--- Excerpt to read Enclosed Below ---

A good physical therapist can make you work, sweat, and cheer all at the same time.
That may not sound all that positive to you, but a physical therapist should be a key member of your health care team if your goals include:
- Regaining movement
- Reducing pain
- Restoring daily function
- Preventing disability
A physical therapist is much more than an exercise coach; they are highly educated, licensed health care professionals, who often are able to help patients avoid expensive surgery or long-term prescription medications. Training and exercise is part of your physical therapy treatment plan and your PT has the knowledge and expertise to know when to push you to do more than you thought and to push you even further.
Occasionally, people may experience physical therapy as uncomfortable or frustrating. After a physical therapy session, you may feel sore or exhausted. But with expert PT oversight, you will be assured that these are natural parts of the healing and strengthening process that will help you get back on your feet and moving after an injury, surgery, or even learning to walk again after a stroke. A physical therapist will cheer and encourage you to keep pushing yourself to the best of your ability. That’s why some say a physical therapist is a miracle worker.
Who are physical therapists?
Physical therapists must complete six to seven years of university education. According to the American Physical Therapy Association, recent graduates will have a Doctor of Physical Therapy degree. After that, they are required to pass a state exam so that they may practice as a licensed physical therapist. PTs enjoy working with people, they spend most of their day providing hands-on treatment and empowering people to take control of their own health and healing.
What do physical therapists do?
A physical therapist’s job involves three main activities:
- Implementation of a treatment plan
The physical examination looks at your:
- Muscle function
- Range of motion
- Skin integrity
- Motor function
- Quality of life
- Activities of daily living
The physical therapist helps determine a diagnosis, then works in concert with your doctor as part of your health care team as you progress through your treatment program. Your PT often will work just as hard as you to help you strengthen and heal your body through therapeutic exercise and manual therapy.

--- End of Enclosed Excerpt to read ---
--- Dataset Enclosed Below ---

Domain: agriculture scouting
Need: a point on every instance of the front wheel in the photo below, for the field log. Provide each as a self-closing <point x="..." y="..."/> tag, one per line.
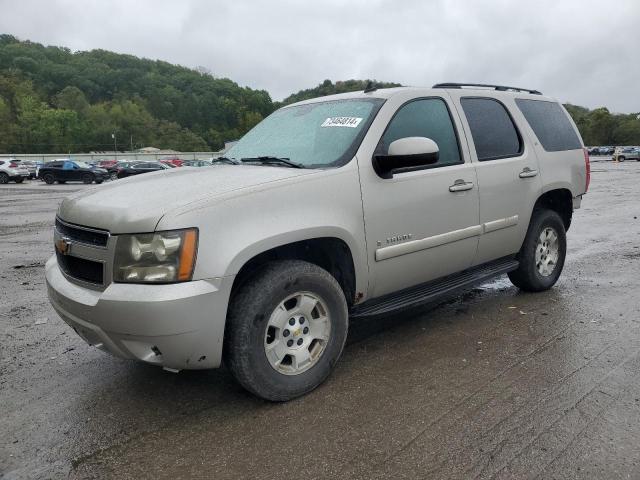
<point x="286" y="329"/>
<point x="542" y="254"/>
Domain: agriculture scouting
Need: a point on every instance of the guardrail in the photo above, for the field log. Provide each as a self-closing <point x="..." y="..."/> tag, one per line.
<point x="97" y="156"/>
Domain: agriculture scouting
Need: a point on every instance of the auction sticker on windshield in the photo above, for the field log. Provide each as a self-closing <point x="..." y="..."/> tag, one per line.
<point x="351" y="122"/>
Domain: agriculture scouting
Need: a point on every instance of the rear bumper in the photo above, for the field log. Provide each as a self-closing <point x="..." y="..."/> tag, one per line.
<point x="178" y="326"/>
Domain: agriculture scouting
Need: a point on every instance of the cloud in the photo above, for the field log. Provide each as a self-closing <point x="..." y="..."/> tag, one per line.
<point x="577" y="51"/>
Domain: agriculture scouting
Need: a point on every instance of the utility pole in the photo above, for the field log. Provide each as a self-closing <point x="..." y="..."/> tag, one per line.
<point x="115" y="146"/>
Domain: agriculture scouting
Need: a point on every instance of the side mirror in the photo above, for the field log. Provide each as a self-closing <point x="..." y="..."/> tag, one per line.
<point x="410" y="153"/>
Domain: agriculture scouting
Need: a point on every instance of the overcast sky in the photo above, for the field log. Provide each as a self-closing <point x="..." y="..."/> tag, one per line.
<point x="579" y="51"/>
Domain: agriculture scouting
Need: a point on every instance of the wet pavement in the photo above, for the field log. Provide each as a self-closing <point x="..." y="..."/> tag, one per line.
<point x="492" y="384"/>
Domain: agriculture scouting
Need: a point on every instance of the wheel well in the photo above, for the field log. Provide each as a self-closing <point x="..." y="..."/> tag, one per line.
<point x="560" y="201"/>
<point x="331" y="254"/>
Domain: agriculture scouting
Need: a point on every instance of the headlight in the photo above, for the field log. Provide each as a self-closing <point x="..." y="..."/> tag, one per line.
<point x="161" y="257"/>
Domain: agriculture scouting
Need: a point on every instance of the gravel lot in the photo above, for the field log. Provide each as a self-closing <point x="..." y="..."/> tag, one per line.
<point x="492" y="384"/>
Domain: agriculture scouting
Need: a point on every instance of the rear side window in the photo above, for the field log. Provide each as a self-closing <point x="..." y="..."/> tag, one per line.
<point x="427" y="117"/>
<point x="494" y="134"/>
<point x="550" y="124"/>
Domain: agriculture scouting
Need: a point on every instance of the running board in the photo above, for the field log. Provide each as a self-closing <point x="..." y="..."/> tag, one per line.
<point x="435" y="290"/>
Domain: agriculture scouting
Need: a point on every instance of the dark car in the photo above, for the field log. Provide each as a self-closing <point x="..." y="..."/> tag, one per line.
<point x="141" y="167"/>
<point x="63" y="171"/>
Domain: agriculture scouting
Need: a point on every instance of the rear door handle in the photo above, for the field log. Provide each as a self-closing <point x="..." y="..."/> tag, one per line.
<point x="460" y="186"/>
<point x="528" y="173"/>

--- End of Enclosed Dataset ---

Duplicate the stretch of the physical therapy article from "A physical therapist’s" through "and manual therapy.".

● **Solved exercise**
A physical therapist’s job involves three main activities:
- Implementation of a treatment plan
The physical examination looks at your:
- Muscle function
- Range of motion
- Skin integrity
- Motor function
- Quality of life
- Activities of daily living
The physical therapist helps determine a diagnosis, then works in concert with your doctor as part of your health care team as you progress through your treatment program. Your PT often will work just as hard as you to help you strengthen and heal your body through therapeutic exercise and manual therapy.